__Source data__:
────────────────────

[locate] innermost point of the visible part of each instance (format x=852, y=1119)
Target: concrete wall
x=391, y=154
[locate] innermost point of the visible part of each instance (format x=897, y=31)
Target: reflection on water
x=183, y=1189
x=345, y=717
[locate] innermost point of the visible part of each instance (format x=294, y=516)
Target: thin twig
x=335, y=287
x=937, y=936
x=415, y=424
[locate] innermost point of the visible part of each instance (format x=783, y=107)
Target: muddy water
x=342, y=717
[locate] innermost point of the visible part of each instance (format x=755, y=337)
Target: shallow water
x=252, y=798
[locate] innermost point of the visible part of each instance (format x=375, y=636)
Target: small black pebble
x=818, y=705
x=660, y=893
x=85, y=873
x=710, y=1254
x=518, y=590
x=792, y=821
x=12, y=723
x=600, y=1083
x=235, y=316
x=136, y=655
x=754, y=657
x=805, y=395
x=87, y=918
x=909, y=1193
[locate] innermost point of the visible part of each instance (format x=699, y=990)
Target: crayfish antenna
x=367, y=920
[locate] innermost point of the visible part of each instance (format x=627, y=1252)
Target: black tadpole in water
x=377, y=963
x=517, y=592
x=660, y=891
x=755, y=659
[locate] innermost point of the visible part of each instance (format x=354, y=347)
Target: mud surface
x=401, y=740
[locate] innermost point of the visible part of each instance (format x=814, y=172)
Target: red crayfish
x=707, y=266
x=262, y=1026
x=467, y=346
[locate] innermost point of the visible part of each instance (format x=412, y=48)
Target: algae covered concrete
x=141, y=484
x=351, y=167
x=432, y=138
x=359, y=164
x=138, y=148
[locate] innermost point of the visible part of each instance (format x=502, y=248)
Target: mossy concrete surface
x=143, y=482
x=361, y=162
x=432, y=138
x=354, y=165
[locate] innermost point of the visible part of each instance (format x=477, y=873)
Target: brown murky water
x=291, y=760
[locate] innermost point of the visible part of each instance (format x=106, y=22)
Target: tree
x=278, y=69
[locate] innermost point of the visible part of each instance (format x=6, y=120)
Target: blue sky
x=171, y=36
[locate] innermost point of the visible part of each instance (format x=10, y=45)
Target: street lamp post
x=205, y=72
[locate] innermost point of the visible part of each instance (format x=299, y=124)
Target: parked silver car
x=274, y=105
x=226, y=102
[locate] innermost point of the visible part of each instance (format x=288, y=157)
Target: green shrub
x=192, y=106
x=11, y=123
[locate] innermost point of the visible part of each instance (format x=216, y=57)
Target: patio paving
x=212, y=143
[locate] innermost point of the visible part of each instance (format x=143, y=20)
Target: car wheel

────────────────────

__Work request__: Exactly and exclusively, repeat the lines from the line that contains "Target: mud surface" through the end of the records, both ends included.

__Result for this exercise__:
Target: mud surface
x=401, y=740
[locate] innermost point of the visible part of each instance (format x=814, y=172)
Target: red crayfish
x=707, y=266
x=262, y=1026
x=467, y=346
[locate] innermost point of the visible part of each instance (format x=412, y=48)
Target: algae covered concrete
x=141, y=484
x=351, y=167
x=432, y=138
x=359, y=164
x=138, y=148
[locate] innermost point of the visible part of each instance (format x=502, y=248)
Target: mossy concrete surface
x=143, y=482
x=361, y=162
x=432, y=138
x=354, y=165
[locate] innermost point of the visible part of each instance (format x=477, y=873)
Target: brown murky water
x=291, y=760
[locate] innermost point of the visible part of each instance (format x=106, y=22)
Target: tree
x=278, y=69
[locate] innermost point of the visible part of each instance (format x=6, y=120)
Target: blue sky
x=171, y=36
[locate] innermost point of the visible part of each instance (format x=10, y=45)
Target: street lamp post
x=205, y=72
[locate] innermost point of the visible part of each instance (format x=299, y=124)
Target: parked silver car
x=274, y=105
x=226, y=102
[locate] innermost point of the visible part of each instance (format x=288, y=157)
Target: green shrub
x=192, y=106
x=11, y=123
[locate] innermost point of the visible part of each instance (format x=216, y=57)
Target: patio paving
x=212, y=143
[locate] innermost point of the visible part of each instance (format x=143, y=20)
Target: car wheel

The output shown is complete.